Data records
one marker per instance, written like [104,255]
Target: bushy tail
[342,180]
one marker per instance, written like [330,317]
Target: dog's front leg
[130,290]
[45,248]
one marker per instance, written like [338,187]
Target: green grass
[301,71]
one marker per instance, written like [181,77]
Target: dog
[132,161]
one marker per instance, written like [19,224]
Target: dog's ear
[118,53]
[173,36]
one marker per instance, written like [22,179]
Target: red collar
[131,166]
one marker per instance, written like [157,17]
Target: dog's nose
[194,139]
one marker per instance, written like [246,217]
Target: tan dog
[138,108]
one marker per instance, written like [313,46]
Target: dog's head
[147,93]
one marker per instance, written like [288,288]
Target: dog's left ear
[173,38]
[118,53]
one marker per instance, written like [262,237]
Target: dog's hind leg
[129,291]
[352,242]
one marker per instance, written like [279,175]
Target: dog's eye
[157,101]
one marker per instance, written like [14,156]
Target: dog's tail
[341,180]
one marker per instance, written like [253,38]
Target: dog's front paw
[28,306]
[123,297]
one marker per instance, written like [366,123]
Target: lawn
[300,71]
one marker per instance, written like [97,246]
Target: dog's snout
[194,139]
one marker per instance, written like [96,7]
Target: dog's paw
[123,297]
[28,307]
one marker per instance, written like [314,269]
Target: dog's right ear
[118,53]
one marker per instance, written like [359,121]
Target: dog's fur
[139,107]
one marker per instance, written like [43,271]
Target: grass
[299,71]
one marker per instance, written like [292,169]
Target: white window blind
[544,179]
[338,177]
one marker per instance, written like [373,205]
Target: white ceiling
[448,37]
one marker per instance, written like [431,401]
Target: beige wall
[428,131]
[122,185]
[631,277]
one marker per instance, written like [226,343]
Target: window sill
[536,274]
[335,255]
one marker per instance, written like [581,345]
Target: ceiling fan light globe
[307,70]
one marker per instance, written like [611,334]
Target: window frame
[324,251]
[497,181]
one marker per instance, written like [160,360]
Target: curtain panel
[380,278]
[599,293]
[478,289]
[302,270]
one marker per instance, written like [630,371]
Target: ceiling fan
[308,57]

---

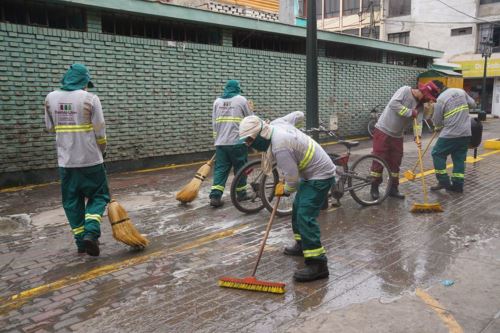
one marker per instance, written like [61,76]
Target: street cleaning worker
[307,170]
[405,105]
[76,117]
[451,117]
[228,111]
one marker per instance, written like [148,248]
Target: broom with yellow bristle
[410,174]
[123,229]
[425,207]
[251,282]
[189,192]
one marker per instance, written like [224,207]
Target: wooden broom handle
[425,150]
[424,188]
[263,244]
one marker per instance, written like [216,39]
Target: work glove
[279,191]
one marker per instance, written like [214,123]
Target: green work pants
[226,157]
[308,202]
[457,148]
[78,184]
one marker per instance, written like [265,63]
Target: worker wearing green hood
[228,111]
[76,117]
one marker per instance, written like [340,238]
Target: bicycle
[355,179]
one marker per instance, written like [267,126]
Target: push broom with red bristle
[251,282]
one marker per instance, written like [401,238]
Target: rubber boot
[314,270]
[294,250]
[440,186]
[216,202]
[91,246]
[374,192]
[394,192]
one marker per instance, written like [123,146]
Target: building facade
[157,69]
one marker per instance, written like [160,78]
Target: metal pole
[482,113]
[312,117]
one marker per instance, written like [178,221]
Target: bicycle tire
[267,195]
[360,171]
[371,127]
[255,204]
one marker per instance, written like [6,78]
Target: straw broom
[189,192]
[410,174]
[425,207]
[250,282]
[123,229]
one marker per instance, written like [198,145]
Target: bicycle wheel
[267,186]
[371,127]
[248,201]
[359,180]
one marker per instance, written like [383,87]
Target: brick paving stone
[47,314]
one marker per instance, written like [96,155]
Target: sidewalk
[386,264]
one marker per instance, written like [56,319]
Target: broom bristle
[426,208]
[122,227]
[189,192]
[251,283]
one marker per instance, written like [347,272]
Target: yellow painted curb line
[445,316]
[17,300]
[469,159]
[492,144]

...

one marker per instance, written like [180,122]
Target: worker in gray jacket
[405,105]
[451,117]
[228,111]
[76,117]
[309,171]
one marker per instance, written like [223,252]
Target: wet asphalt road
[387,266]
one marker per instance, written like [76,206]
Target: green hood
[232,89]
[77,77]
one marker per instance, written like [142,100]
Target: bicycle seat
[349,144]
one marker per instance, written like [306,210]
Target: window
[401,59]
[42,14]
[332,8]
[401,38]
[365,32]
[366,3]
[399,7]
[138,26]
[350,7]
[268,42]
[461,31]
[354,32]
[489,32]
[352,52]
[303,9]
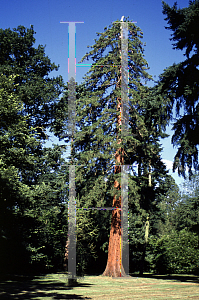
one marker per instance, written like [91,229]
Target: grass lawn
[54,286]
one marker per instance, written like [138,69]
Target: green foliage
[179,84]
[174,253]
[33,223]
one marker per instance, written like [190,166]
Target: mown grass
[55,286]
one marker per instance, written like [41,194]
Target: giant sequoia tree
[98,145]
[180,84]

◆ What is required
Return, word for word, the lines of the data above from the line with "one marker per instance, written like [104,255]" through the line with "one marker per instance, written like [19,224]", inclusive.

◆ Response to this exercise
one marker per instance, written like [104,255]
Target: bushy tail
[342,180]
one marker per instance, written like [330,317]
Target: dog's front leg
[130,290]
[45,248]
one marker per instance, written like [338,187]
Target: green grass
[301,71]
one marker per instance, written like [181,77]
Target: dog
[132,161]
one marker per instance, written like [19,224]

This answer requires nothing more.